### Your instructions
Please condense the paragraph that opens "Many blues musicians have referred" in the hoodoo-in-music text below into a brief list that keeps its main facts.

### Study text
>>>

Many blues musicians have referred to hoodoo in their songs. Popular examples include "Louisiana Hoodoo Blues" by Ma Rainey, "Hoodoo Lady Blues" by Arthur Crudup, and "Hoodoo Man Blues" by Junior Wells. The Bo Diddley song "Who Do You Love?" contains an extensive series of puns about a man hoodooing his lover. He also recorded an album titled Got My Own Bag of Tricks (1972), a reference to a mojo hand or trick bag. In Chuck Berry's song "Thirty Days" he threatens an ex-lover, telling her that he "...talked to the gypsy woman on the telephone [...] she gonna send out a world wide hoodoo...". Woody Guthrie wrote the lyrics for "Hoodoo Voodoo", a song later performed by Wilco and Billy Bragg. Creedence Clearwater Revival made reference to it in their hit song "Born On The Bayou" with the lyrics, "And I can still hear my old hound dog barkin', chasin' down a hoodoo there...."

<<<

### Data for review

>>>

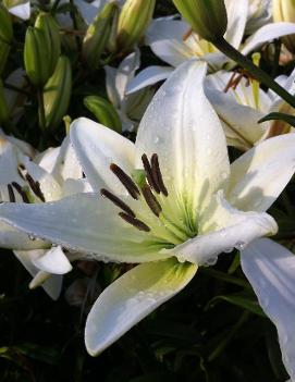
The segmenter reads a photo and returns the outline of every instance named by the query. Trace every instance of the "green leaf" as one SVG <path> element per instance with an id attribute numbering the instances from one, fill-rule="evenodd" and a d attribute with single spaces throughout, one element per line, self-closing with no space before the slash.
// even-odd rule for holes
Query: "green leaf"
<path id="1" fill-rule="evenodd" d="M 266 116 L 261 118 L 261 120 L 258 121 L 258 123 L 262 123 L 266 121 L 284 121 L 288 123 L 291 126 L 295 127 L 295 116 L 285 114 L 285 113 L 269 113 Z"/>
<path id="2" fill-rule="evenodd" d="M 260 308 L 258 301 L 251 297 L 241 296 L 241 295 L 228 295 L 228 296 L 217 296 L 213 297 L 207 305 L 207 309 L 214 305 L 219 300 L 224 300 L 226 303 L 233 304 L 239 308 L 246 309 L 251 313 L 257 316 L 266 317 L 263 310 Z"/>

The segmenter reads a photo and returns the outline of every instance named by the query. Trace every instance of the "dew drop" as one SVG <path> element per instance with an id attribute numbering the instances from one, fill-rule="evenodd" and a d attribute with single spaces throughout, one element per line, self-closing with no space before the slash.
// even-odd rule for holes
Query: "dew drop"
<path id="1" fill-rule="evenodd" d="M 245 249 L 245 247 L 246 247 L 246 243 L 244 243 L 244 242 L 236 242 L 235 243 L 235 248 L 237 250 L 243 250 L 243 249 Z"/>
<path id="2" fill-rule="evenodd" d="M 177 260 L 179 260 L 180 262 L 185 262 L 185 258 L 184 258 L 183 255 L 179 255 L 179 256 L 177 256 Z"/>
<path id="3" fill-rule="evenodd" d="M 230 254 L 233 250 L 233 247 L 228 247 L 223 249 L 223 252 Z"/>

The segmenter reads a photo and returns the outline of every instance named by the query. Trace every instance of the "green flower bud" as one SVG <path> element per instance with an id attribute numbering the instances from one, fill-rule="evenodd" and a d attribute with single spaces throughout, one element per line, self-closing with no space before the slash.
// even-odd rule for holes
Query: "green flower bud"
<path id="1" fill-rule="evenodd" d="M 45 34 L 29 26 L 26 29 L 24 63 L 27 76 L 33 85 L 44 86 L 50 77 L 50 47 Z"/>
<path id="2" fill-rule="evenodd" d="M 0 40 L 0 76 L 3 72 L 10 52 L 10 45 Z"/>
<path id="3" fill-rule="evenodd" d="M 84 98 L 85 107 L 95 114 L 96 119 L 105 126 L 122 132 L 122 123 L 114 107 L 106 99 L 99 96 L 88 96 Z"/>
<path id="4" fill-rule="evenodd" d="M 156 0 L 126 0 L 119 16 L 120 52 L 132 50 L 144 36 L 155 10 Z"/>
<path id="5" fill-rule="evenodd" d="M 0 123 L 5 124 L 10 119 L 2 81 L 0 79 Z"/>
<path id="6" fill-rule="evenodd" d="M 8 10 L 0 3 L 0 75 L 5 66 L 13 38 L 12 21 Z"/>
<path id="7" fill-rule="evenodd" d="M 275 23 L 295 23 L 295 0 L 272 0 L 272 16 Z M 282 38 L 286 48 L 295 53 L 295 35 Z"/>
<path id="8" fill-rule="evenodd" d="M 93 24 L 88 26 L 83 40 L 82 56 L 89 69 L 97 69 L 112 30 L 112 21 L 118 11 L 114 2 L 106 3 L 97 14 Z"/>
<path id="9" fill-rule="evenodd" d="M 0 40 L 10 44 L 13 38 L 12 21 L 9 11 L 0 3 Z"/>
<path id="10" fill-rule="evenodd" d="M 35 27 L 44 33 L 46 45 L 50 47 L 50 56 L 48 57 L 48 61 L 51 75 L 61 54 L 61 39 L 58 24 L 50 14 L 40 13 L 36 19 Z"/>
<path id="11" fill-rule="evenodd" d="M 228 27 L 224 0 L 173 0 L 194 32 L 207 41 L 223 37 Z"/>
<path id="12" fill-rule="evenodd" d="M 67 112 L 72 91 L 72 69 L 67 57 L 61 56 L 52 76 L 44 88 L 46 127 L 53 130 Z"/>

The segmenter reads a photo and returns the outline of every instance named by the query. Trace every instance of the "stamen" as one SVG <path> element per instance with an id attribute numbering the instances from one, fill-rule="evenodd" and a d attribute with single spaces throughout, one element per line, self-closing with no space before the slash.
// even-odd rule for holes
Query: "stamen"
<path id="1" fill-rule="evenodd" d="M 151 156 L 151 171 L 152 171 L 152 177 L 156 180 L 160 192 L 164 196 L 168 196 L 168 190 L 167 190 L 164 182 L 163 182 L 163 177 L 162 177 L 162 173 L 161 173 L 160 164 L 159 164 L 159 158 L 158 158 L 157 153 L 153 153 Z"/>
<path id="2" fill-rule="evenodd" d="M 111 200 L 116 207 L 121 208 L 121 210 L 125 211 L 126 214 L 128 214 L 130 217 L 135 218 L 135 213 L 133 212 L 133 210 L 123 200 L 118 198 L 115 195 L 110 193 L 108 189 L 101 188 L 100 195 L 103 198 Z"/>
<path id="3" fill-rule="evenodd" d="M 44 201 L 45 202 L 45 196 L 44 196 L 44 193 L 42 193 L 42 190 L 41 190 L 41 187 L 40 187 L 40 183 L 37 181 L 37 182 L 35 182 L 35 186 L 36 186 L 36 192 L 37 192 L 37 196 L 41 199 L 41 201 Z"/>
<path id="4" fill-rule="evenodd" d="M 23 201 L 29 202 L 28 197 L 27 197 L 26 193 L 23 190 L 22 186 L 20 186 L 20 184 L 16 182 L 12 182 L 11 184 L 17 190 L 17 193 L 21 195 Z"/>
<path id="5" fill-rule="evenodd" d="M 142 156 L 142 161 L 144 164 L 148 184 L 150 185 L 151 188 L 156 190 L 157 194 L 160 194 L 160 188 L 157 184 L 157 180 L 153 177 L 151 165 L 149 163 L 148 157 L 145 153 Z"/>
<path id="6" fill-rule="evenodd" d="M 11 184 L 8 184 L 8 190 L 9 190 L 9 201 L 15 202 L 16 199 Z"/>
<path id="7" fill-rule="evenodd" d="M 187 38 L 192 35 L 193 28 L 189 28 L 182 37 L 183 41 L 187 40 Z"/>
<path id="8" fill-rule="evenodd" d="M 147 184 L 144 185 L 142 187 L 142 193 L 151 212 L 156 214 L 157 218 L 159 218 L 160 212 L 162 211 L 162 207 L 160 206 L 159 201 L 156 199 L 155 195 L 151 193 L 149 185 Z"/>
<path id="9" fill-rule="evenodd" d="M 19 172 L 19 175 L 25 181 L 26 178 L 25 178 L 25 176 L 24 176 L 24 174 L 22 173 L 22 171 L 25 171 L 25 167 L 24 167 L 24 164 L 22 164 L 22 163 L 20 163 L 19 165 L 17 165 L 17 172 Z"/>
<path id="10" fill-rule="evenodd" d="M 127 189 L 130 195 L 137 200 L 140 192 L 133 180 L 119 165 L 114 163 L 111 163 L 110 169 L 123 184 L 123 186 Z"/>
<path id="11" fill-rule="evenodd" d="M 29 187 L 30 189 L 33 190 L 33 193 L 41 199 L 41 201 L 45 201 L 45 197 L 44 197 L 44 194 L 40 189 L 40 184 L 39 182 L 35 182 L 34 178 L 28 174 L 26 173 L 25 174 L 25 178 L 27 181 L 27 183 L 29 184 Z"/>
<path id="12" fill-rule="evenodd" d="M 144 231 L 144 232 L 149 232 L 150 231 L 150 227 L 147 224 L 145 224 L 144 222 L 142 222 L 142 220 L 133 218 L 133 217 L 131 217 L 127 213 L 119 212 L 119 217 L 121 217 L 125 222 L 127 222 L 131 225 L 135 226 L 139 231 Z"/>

<<<

### Written reply
- Many blues musicians refer to hoodoo, as in Ma Rainey's "Louisiana Hoodoo Blues," Arthur Crudup's "Hoodoo Lady Blues," and Junior Wells's "Hoodoo Man Blues."
- Bo Diddley's "Who Do You Love?" puns extensively on a man hoodooing his lover. His album Got My Own Bag of Tricks (1972) refers to a mojo hand or trick bag.
- In Chuck Berry's "Thirty Days," he threatens an ex-lover with a "world wide hoodoo" from a gypsy woman.
- Woody Guthrie wrote the lyrics for "Hoodoo Voodoo," which Wilco and Billy Bragg later performed.
- Creedence Clearwater Revival's "Born On The Bayou" mentions a hound dog "chasin' down a hoodoo."